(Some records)
----------

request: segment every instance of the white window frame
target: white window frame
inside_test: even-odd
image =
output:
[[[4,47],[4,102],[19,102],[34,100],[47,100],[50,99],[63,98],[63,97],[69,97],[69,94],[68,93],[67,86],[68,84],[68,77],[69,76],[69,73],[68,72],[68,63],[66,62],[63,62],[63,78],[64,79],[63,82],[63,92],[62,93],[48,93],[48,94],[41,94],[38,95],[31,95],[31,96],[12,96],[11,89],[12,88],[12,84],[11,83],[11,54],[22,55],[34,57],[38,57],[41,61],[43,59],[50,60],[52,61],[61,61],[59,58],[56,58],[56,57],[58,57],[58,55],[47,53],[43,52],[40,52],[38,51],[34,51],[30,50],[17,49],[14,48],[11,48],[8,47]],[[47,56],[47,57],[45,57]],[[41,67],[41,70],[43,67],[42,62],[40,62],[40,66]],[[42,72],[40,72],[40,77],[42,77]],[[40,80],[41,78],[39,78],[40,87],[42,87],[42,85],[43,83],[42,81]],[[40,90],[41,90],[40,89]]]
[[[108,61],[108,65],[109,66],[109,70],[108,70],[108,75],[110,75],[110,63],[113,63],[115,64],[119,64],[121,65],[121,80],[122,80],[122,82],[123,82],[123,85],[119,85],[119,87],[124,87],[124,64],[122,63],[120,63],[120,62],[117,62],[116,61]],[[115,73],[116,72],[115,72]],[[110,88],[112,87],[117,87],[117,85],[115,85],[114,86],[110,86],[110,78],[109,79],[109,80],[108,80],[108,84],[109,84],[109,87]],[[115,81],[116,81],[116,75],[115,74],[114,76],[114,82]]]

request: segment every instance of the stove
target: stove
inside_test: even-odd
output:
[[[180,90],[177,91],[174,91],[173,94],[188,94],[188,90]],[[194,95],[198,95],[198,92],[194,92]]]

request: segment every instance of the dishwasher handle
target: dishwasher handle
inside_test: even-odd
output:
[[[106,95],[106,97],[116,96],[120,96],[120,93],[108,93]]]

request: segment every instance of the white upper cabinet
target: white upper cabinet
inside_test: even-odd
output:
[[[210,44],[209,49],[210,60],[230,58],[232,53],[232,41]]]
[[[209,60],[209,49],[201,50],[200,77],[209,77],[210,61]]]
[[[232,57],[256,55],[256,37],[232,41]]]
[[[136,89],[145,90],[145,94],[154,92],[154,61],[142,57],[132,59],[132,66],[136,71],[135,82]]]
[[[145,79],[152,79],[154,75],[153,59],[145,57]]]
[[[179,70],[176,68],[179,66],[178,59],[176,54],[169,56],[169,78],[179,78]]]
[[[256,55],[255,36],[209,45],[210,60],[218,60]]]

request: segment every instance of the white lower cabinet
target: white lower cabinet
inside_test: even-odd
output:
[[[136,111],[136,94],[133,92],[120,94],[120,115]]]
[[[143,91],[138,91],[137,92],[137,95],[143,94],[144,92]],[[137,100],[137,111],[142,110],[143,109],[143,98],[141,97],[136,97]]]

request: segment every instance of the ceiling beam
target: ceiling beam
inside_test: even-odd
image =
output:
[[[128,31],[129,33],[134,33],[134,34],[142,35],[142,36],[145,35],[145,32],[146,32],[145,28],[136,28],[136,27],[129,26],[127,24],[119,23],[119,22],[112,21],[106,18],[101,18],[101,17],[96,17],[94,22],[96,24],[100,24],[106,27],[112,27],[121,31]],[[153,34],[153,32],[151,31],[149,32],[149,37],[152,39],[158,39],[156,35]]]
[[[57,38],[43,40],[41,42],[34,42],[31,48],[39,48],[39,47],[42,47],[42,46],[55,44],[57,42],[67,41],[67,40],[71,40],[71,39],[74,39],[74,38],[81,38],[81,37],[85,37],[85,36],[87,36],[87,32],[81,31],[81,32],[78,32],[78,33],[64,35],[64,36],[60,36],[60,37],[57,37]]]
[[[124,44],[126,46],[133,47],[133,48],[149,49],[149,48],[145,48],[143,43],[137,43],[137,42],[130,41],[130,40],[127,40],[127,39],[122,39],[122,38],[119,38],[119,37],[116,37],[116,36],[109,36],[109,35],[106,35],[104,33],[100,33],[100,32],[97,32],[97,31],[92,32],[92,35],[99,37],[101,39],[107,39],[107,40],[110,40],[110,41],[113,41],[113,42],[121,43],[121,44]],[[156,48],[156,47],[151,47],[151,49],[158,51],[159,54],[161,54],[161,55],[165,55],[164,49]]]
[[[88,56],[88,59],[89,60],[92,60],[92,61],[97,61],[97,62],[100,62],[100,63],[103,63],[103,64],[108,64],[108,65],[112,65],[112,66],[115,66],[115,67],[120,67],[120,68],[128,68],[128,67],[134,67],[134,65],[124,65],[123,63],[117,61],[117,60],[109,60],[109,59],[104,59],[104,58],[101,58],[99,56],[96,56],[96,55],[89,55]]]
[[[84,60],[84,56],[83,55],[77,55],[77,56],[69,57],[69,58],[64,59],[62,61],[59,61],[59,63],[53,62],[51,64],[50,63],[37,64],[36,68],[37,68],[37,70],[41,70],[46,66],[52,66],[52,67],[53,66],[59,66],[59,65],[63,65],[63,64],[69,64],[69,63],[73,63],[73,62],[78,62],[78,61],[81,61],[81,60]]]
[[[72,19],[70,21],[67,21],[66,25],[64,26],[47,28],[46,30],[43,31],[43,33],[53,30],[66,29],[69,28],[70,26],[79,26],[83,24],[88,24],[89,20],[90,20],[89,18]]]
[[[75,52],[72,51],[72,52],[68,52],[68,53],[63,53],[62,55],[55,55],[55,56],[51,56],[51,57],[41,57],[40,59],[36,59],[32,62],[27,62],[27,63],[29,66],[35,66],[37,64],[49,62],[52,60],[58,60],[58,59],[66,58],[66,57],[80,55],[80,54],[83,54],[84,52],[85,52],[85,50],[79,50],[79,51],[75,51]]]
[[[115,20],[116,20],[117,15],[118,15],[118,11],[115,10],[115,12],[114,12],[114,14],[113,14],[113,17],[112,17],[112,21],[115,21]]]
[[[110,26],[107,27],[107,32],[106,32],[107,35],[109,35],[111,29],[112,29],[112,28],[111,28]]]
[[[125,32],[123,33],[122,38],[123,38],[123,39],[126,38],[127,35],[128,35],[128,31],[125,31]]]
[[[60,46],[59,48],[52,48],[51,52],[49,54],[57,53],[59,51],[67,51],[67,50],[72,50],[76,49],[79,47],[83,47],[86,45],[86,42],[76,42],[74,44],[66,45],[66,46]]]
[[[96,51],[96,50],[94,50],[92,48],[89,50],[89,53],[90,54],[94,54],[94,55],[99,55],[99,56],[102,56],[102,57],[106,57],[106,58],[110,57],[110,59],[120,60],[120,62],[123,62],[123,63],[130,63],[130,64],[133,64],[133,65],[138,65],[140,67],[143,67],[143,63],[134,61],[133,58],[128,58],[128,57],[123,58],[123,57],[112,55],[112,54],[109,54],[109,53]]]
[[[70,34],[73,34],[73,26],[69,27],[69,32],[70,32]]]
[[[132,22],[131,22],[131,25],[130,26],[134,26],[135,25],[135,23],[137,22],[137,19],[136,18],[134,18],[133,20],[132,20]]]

----------

In the data above, rename "stove" to "cooktop" everywhere it appears, and leave everything else unchanged.

### Full response
request: segment every instance of the white window frame
target: white window frame
inside_test: even-odd
image =
output:
[[[4,47],[4,102],[19,102],[34,100],[47,100],[50,99],[63,98],[63,97],[69,97],[69,94],[68,93],[67,86],[68,84],[68,77],[69,76],[69,73],[68,72],[68,63],[66,62],[63,62],[63,78],[64,79],[63,82],[63,92],[62,93],[48,93],[48,94],[41,94],[38,95],[31,95],[31,96],[12,96],[11,89],[12,88],[12,84],[11,83],[11,54],[22,55],[34,57],[38,57],[41,61],[43,59],[50,60],[52,61],[61,61],[59,58],[56,58],[56,57],[58,57],[58,55],[47,53],[43,52],[40,52],[38,51],[34,51],[30,50],[17,49],[14,48],[11,48],[8,47]],[[47,56],[47,57],[45,57]],[[41,67],[41,70],[43,67],[42,62],[40,62],[40,66]],[[42,72],[40,72],[40,77],[42,77]],[[40,80],[41,78],[39,78],[40,87],[42,87],[42,85],[43,83],[42,81]],[[40,90],[41,90],[40,89]]]
[[[108,61],[108,65],[109,66],[109,70],[108,70],[108,75],[110,75],[110,63],[113,63],[115,64],[119,64],[121,65],[121,80],[122,80],[122,82],[123,82],[123,85],[119,85],[119,87],[124,87],[124,64],[122,63],[120,63],[120,62],[117,62],[116,61]],[[115,73],[116,72],[115,72]],[[110,88],[112,87],[117,87],[117,85],[115,85],[114,86],[110,86],[110,78],[109,79],[109,80],[108,80],[108,84],[109,84],[109,87]],[[115,81],[116,81],[116,75],[115,74],[114,76],[114,82]]]

request: segment every instance of the cooktop
target: cooktop
inside_test: even-odd
output:
[[[180,90],[177,91],[174,91],[173,94],[188,94],[188,90]],[[194,95],[198,95],[198,92],[194,92]]]

request: segment every instance of the dishwasher handle
target: dishwasher handle
inside_test: even-odd
output:
[[[106,95],[106,97],[116,96],[120,96],[120,93],[108,93]]]

request: segment every instance of the white upper cabinet
target: white upper cabinet
inside_test: even-odd
output:
[[[210,44],[209,49],[210,60],[230,58],[232,53],[232,41]]]
[[[209,60],[209,49],[201,50],[200,77],[209,77],[210,61]]]
[[[232,57],[256,55],[256,37],[232,41]]]
[[[136,89],[145,90],[145,94],[154,92],[154,61],[142,57],[132,59],[132,66],[136,71],[135,82]]]
[[[145,79],[152,79],[154,75],[153,59],[145,57]]]
[[[179,70],[176,68],[179,66],[178,59],[176,54],[169,56],[169,78],[179,78]]]
[[[256,55],[255,36],[209,45],[210,60],[218,60]]]

request: segment every instance of the white lower cabinet
target: white lower cabinet
inside_test: even-odd
output:
[[[136,111],[136,94],[133,92],[120,94],[120,115]]]
[[[143,91],[138,91],[137,92],[137,95],[143,94],[144,92]],[[137,100],[137,111],[142,110],[143,109],[143,98],[141,97],[136,97]]]

request: segment every instance of the ceiling beam
target: ceiling beam
inside_test: even-odd
image =
output:
[[[128,31],[129,33],[134,33],[134,34],[142,35],[142,36],[145,35],[145,32],[146,32],[145,28],[136,28],[136,27],[129,26],[127,24],[119,23],[119,22],[112,21],[106,18],[101,18],[101,17],[96,17],[94,22],[96,24],[100,24],[106,27],[112,27],[121,31]],[[153,34],[153,32],[151,31],[149,32],[149,37],[152,39],[158,39],[156,35]]]
[[[57,38],[43,40],[41,42],[34,42],[31,48],[39,48],[39,47],[42,47],[42,46],[55,44],[57,42],[67,41],[67,40],[71,40],[71,39],[74,39],[74,38],[81,38],[81,37],[85,37],[85,36],[87,36],[87,32],[81,31],[81,32],[78,32],[78,33],[64,35],[64,36],[60,36],[60,37],[57,37]]]
[[[124,44],[126,46],[133,47],[133,48],[149,49],[149,48],[145,48],[143,43],[137,43],[137,42],[130,41],[130,40],[127,40],[127,39],[122,39],[122,38],[119,38],[119,37],[116,37],[116,36],[109,36],[109,35],[106,35],[104,33],[100,33],[100,32],[97,32],[97,31],[92,32],[92,35],[99,37],[101,39],[107,39],[107,40],[110,40],[110,41],[113,41],[113,42],[121,43],[121,44]],[[156,48],[156,47],[151,47],[151,49],[158,51],[159,54],[161,54],[161,55],[165,55],[164,49]]]
[[[88,56],[88,59],[89,60],[92,60],[92,61],[97,61],[97,62],[100,62],[100,63],[103,63],[103,64],[108,64],[108,65],[112,65],[112,66],[115,66],[115,67],[120,67],[120,68],[128,68],[128,67],[134,67],[134,65],[124,65],[123,63],[117,61],[117,60],[109,60],[109,59],[104,59],[104,58],[101,58],[99,56],[96,56],[96,55],[89,55]]]
[[[84,60],[84,56],[83,55],[77,55],[77,56],[69,57],[69,58],[64,59],[62,61],[59,61],[59,63],[53,62],[51,64],[50,63],[37,64],[36,68],[37,68],[37,70],[41,70],[46,66],[52,66],[52,67],[53,66],[59,66],[59,65],[63,65],[63,64],[69,64],[69,63],[73,63],[73,62],[78,62],[78,61],[81,61],[81,60]]]
[[[72,19],[70,21],[67,21],[66,25],[64,26],[47,28],[46,30],[43,31],[43,33],[53,30],[66,29],[69,28],[70,26],[79,26],[83,24],[88,24],[89,20],[90,20],[89,18]]]
[[[75,52],[72,51],[72,52],[68,52],[68,53],[63,53],[62,55],[55,55],[55,56],[51,56],[51,57],[41,57],[40,59],[36,59],[32,62],[27,62],[27,63],[29,66],[35,66],[37,64],[49,62],[52,60],[58,60],[58,59],[66,58],[66,57],[80,55],[80,54],[83,54],[84,52],[85,52],[85,50],[79,50],[79,51],[75,51]]]
[[[115,20],[116,20],[117,15],[118,15],[118,11],[115,10],[115,12],[114,12],[114,14],[113,14],[113,17],[112,17],[112,21],[115,21]]]
[[[110,26],[107,27],[107,32],[106,32],[107,35],[109,35],[111,29],[112,29],[112,28],[111,28]]]
[[[125,32],[123,33],[122,38],[123,38],[123,39],[126,38],[127,35],[128,35],[128,31],[125,31]]]
[[[60,46],[59,48],[52,48],[51,52],[49,54],[57,53],[59,51],[67,51],[67,50],[72,50],[76,49],[79,47],[83,47],[86,45],[86,42],[76,42],[74,44],[66,45],[66,46]]]
[[[96,51],[96,50],[94,50],[92,48],[89,50],[89,53],[90,54],[94,54],[94,55],[99,55],[99,56],[102,56],[102,57],[106,57],[106,58],[110,57],[110,59],[120,60],[120,62],[123,62],[123,63],[130,63],[130,64],[133,64],[133,65],[138,65],[140,67],[143,67],[143,63],[134,61],[133,58],[128,58],[128,57],[123,58],[123,57],[112,55],[112,54],[109,54],[109,53]]]
[[[70,34],[73,34],[73,26],[69,27],[69,32],[70,32]]]
[[[132,22],[131,22],[131,25],[130,26],[134,26],[135,25],[135,23],[137,22],[137,19],[136,18],[134,18],[133,20],[132,20]]]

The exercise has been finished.